:: Exercices ::
1. Recopiez le passage du texte sur les dérogations aux néonicotinoïdes depuis « Aujourd’hui, nous voyons » jusqu'à « place des alternatives. » inclus.
2. D'après le texte sur les dérogations aux néonicotinoïdes, pourquoi le ministre de l'Agriculture de l'époque avait-il voté contre l'interdiction de 2018 ? Répondez en une à trois phrases.
3. Selon le texte sur les dérogations aux néonicotinoïdes, à quelle date la Cour de justice de l'Union européenne a-t-elle confirmé l'illégalité des dérogations nationales pour les pesticides interdits au niveau européen ?

:: Passage extrait ::
***
Il faut remonter en 2018, lorsque la Commission européenne avait interdit 3 insecticides néonicotinoïdes afin de protéger les abeilles.[2] Le ministre de l’Agriculture de l’époque avait alors voté contre l’interdiction, craignant une levée de bouclier du secteur betteravier plutôt que de protéger nos pollinisateurs – et donc notre alimentation – et l’entomofaune. Aussitôt l’interdiction décidée au niveau européen, il avait annoncé qu’une dérogation serait donnée pour maintenir leur utilisation en betteraves. Les dérogations se sont alors succédées depuis 2018 (sauf en 2023).
En 2019, Nature & Progrès Belgique, le Pesticide Action Network (PAN) Europe et un apiculteur liégeois ont introduit un recours contre les dérogations accordées par le SPF Santé publique. Le 19 janvier 2023, la Cour de Justice de l’Union européenne avait déjà confirmé que les dérogations nationales pour l’utilisation de pesticides interdits au niveau européen étaient illégales.[3]
Une partie tierce, la confédération belge des betteraviers, ainsi que la société SES Vanderhave, ont également été impliquées dans la procédure. La SES Vanderhave a tenté de préserver ses intérêts commerciaux en soutenant (à titre subsidiaire) que les dérogations ne devraient pas s’appliquer aux pratiques d’exportation des semences contenant ces pesticides, malgré leur haute toxicité et les risques pour les pays importateurs.
Le Conseil d’État a heureusement rejeté ces arguments et a confirmé que la santé et l’environnement sont prioritaires. Ce jugement a des répercussions à l’échelle de l’Union européenne en recadrant les pratiques de dérogations pour les pesticides.
Pour Antoine Bailleux, avocat des parties requérantes :
« La Cour de justice avait déjà clairement affirmé qu’on ne peut pas se servir de prétendues circonstances exceptionnelles pour autoriser la mise sur le marché de semences enrobées de substances actives interdites au niveau européen. Le Conseil d’Etat enfonce aujourd’hui le clou en annulant des autorisations de ce type octroyées précédemment par la Belgique. Fait remarquable, cette annulation s’étend aussi aux exportations vers les pays tiers. »
Cette décision marque un tournant en marquant un « stop » aux services belges d’homologation des pesticides qui, à tour de dérogations, ont maintenu l’illusion qu’il y avait encore un avenir possible avec ces substances tueuses d’abeille.
Aujourd’hui, nous voyons la confirmation que l’avenir n’est pas dans les pesticides et nous encourageons les administrateurs et les utilisateurs à tourner le dos à ces poisons en les accompagnant dans la mise en place des alternatives.
***
(Données d'ancrage d'objets en langage naturel)
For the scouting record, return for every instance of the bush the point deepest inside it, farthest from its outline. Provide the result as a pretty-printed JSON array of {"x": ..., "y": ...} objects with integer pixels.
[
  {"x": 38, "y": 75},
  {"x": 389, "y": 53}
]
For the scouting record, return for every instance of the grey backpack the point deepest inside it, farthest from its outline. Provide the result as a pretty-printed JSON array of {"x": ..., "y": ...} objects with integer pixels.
***
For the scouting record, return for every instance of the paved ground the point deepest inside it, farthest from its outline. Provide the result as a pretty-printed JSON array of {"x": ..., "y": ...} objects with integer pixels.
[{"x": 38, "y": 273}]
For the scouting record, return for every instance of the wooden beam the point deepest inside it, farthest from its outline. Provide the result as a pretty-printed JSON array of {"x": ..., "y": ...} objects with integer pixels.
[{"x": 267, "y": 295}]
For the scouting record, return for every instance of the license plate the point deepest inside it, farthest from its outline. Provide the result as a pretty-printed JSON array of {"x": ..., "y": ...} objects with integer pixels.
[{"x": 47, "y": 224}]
***
:: Réponses par exercice ::
1.
Aujourd’hui, nous voyons la confirmation que l’avenir n’est pas dans les pesticides et nous encourageons les administrateurs et les utilisateurs à tourner le dos à ces poisons en les accompagnant dans la mise en place des alternatives.

2. Il craignait une levée de boucliers du secteur betteravier. Il a préféré ménager ce secteur plutôt que protéger les pollinisateurs, et donc l'alimentation, ainsi que l'entomofaune.

3. Le 19 janvier 2023.